*Your instructions*: Scan the entries below and tally the lines that include "instance". Return nothing but the tally.

*Provided entries*:
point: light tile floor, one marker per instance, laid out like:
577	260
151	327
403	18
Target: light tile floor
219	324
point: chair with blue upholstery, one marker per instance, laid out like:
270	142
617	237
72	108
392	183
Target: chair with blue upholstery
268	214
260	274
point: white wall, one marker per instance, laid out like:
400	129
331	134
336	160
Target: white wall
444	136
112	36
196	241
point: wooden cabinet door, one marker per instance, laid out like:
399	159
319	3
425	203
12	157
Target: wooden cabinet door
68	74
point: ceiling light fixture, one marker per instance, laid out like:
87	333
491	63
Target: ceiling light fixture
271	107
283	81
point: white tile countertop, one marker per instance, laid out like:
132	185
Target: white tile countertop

*Solved problem*: 6